-- Start DATA EXCERPTS --

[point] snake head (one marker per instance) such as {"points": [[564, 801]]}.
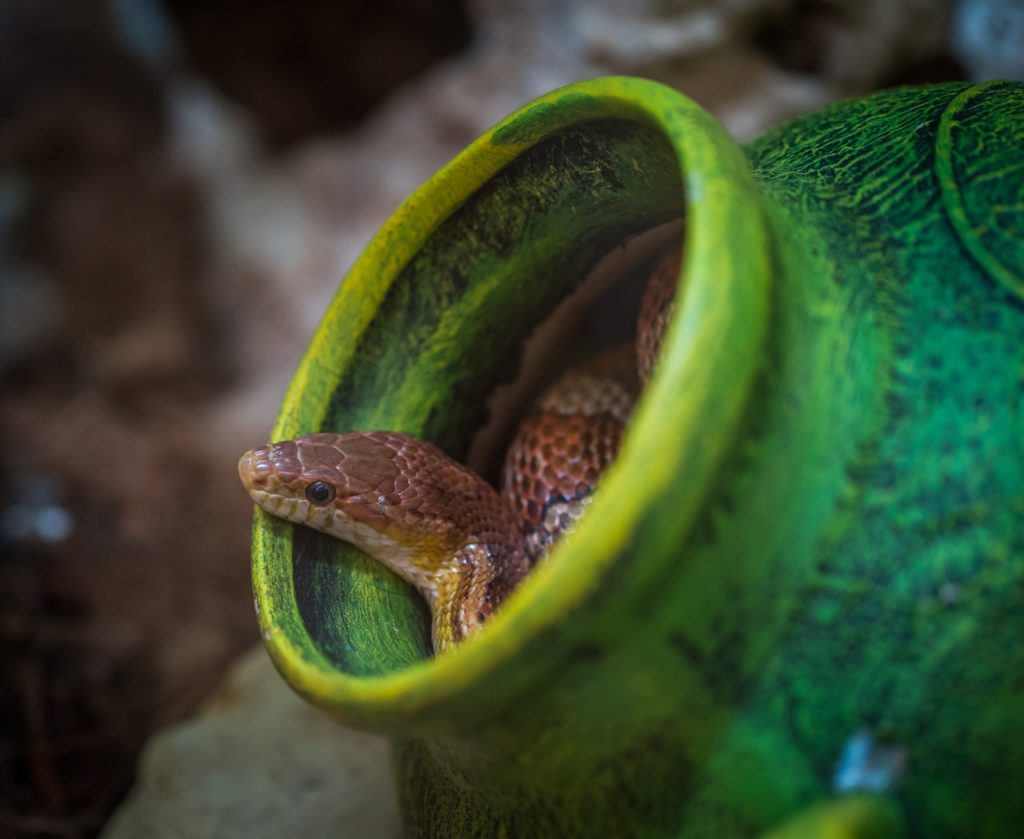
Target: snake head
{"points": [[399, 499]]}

-- End DATA EXCERPTS --
-- Start DATA EXCERPTS --

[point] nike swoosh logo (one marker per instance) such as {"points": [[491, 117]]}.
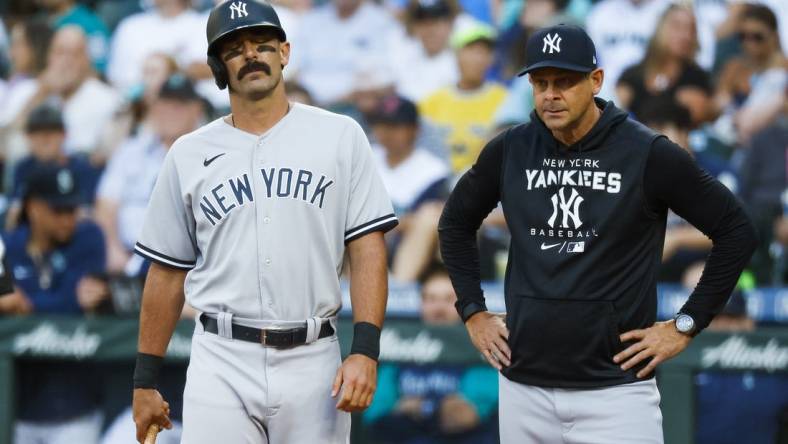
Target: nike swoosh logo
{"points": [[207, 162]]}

-- End DATA EXCERPTS --

— EXERCISE DIRECTIONS —
Tally the lines in the listing above that contain the string "nike". Reply with only the number.

— ANSWER TO THIS EXERCISE —
2